# START OF Data shown
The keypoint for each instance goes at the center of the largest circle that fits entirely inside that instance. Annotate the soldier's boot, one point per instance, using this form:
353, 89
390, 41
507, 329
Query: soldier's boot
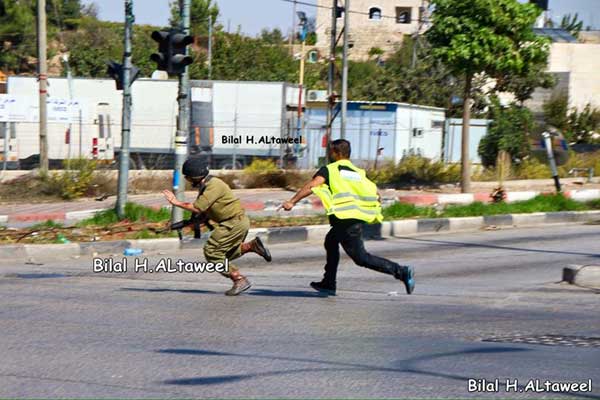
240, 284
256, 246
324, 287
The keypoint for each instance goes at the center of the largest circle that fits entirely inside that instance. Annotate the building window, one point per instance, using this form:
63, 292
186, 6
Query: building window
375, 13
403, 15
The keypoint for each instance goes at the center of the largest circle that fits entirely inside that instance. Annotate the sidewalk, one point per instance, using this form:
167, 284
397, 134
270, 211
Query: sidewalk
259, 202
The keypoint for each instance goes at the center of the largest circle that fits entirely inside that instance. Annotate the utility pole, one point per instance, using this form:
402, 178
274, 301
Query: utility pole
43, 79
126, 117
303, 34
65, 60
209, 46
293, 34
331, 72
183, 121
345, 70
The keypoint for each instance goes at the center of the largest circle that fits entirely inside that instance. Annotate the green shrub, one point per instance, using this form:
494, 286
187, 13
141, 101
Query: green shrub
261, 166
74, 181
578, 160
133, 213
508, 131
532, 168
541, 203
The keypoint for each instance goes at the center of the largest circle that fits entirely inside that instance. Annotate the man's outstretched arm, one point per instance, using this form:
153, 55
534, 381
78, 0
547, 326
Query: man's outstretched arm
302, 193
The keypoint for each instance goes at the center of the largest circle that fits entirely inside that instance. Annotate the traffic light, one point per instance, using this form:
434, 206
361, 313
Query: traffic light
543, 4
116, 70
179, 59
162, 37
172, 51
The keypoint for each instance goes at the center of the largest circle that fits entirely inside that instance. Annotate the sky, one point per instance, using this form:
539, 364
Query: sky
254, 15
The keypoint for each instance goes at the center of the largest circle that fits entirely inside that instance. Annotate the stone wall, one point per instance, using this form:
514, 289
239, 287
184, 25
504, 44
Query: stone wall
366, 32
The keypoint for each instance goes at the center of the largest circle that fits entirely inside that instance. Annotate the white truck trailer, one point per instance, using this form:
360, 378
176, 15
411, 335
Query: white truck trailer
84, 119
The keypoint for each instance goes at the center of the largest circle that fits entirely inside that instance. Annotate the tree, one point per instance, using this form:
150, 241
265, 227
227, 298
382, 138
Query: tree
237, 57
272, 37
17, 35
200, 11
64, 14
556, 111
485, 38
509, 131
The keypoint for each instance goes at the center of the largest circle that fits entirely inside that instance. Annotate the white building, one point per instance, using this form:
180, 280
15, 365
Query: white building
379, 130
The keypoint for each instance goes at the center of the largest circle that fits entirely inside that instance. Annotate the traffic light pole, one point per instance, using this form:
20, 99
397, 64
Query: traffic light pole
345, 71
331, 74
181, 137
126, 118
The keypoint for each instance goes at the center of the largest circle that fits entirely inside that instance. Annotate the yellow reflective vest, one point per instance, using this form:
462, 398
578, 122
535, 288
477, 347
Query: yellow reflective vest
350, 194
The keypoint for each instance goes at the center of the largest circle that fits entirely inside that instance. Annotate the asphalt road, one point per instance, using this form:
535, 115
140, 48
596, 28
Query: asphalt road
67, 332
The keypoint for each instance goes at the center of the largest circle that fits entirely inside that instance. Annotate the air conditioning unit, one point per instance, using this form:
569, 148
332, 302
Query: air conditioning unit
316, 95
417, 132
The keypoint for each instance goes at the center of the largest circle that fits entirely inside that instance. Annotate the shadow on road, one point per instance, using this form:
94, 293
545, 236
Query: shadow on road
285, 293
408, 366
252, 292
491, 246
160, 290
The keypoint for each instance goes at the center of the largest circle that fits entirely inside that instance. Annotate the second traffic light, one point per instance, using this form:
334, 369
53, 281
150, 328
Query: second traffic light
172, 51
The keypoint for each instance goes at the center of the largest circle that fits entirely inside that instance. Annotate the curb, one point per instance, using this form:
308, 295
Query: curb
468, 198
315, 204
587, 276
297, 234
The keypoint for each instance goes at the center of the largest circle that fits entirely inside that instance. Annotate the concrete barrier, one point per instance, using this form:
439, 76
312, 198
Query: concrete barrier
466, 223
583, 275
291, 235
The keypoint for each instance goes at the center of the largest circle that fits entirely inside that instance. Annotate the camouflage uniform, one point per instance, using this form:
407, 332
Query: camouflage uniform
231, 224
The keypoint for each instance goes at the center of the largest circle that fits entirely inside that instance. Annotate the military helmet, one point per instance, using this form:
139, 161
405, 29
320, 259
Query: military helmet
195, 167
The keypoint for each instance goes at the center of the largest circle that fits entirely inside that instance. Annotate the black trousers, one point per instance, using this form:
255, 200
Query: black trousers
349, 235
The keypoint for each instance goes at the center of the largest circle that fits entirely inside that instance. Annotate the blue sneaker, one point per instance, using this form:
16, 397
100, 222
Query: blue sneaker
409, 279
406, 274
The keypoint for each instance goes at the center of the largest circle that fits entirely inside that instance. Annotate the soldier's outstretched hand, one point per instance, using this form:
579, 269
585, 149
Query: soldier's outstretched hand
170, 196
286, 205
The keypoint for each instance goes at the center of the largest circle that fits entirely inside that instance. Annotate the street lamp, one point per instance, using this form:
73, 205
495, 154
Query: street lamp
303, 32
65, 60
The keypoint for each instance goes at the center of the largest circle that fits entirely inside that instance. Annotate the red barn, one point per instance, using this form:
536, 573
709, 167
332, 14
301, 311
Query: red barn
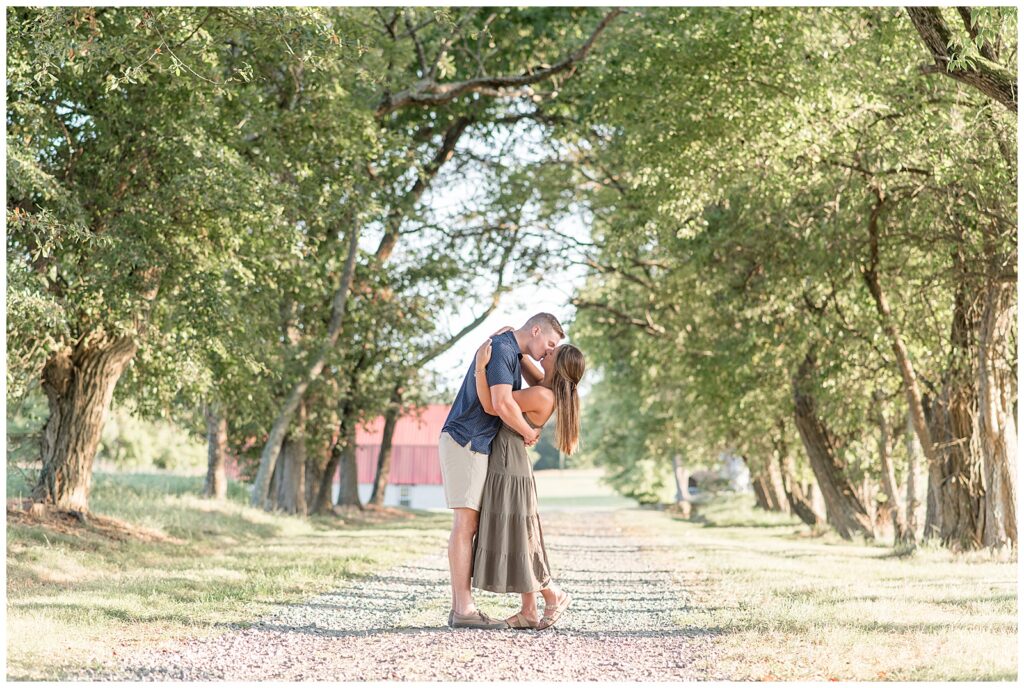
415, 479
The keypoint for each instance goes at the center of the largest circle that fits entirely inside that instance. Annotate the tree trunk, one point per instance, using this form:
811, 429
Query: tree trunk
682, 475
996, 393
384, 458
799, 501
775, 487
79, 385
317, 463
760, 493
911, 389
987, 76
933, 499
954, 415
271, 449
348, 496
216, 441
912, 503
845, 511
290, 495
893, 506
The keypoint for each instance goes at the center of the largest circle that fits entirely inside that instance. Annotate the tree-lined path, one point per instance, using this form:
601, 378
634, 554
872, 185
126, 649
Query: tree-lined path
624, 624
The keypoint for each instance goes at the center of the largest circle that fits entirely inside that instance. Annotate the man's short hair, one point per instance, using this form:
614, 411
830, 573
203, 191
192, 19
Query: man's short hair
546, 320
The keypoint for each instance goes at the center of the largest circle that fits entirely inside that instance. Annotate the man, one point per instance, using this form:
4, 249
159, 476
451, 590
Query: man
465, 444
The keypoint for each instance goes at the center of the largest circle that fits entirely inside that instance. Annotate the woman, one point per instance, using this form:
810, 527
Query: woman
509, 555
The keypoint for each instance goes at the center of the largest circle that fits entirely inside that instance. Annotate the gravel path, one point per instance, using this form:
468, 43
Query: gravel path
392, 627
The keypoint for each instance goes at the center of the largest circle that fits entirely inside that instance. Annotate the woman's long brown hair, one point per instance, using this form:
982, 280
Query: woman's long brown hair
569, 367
# END OF Data shown
# START OF Data shown
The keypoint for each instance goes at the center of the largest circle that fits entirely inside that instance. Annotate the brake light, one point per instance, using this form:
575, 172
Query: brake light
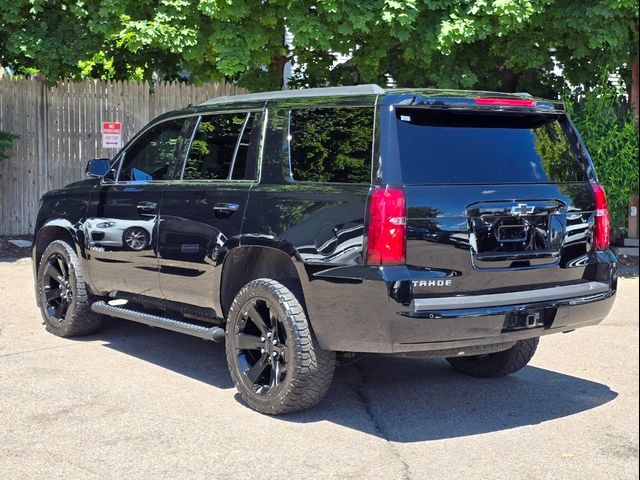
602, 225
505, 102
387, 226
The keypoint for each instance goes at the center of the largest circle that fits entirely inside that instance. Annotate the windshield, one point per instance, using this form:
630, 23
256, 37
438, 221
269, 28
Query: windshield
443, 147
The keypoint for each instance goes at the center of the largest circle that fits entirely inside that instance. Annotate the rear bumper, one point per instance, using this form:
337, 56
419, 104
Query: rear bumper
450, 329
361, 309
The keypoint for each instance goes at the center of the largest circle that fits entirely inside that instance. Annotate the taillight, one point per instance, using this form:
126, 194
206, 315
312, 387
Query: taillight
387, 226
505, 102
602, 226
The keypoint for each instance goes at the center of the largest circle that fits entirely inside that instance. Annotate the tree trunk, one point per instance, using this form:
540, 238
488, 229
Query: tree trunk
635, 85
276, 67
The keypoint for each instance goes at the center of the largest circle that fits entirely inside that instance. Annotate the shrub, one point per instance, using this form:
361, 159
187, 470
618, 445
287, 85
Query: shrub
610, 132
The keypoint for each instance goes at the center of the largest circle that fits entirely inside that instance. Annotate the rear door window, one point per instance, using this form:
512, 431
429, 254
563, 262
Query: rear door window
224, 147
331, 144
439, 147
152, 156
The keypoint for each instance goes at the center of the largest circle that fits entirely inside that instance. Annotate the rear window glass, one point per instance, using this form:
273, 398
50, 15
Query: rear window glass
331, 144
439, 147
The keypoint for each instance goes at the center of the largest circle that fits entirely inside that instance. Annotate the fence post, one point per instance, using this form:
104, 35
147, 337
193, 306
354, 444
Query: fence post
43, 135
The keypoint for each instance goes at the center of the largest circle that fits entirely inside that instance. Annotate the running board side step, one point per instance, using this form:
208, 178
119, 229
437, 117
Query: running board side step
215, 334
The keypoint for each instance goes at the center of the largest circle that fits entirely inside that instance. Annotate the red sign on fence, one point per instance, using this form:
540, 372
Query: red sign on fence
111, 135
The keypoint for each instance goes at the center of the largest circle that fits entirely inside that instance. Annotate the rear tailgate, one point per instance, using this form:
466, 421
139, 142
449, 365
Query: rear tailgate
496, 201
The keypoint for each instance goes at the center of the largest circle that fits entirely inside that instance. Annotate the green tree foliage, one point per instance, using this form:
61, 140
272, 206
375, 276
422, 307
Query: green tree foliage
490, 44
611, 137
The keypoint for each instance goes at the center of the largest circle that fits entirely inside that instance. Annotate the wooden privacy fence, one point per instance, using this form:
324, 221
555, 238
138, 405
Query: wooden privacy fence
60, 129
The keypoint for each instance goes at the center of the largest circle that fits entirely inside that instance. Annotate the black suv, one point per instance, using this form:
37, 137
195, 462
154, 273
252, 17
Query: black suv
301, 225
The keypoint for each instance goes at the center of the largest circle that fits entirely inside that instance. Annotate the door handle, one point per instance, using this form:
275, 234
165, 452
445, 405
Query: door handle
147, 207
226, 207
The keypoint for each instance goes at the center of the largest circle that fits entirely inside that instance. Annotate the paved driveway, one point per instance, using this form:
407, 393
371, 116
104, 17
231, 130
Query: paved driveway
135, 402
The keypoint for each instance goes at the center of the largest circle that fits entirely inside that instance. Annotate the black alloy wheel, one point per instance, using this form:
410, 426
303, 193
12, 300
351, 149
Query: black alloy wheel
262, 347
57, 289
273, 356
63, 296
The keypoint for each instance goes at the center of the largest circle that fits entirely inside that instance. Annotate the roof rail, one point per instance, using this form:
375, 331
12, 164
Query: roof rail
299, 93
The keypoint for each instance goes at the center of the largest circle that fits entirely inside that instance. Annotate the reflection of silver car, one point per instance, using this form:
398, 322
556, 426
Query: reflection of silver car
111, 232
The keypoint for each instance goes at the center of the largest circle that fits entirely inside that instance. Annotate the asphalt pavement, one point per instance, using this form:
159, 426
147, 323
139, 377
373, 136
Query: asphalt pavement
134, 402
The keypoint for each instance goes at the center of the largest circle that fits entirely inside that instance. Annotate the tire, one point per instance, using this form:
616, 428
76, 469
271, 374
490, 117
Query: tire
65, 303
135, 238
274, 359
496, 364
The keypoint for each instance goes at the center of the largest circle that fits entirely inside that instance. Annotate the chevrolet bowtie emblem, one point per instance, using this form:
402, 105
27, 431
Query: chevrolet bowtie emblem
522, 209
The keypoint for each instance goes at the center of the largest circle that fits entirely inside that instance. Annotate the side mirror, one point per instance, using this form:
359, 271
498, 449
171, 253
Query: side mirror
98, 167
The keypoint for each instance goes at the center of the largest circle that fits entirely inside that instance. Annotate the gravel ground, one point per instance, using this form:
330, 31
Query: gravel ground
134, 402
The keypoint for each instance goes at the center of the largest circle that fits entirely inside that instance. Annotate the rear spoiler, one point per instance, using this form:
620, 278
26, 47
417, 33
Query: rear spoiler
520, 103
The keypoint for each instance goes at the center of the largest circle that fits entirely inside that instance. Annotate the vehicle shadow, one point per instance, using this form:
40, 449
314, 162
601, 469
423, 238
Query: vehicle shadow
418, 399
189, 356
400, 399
# END OF Data shown
Extract each line of the items above that contains the string "black", treating uppercase and lowercase letters as different.

Solved problem:
The keypoint for each instance goes at the center of the largest circle that fits entirely inside that instance. Annotate the black trousers, one point per instance, using this form:
Query: black trousers
The keypoint for each instance goes at the center of the largest circle that fits entirely inside that instance. Annotate the black suv, one point per instance, using this form:
Query: black suv
The keypoint for each instance goes at the center of the largest circle that fits entirely inside that instance. Annotate the black alloy wheel, one point per instance, using this form:
Query: black alloy wheel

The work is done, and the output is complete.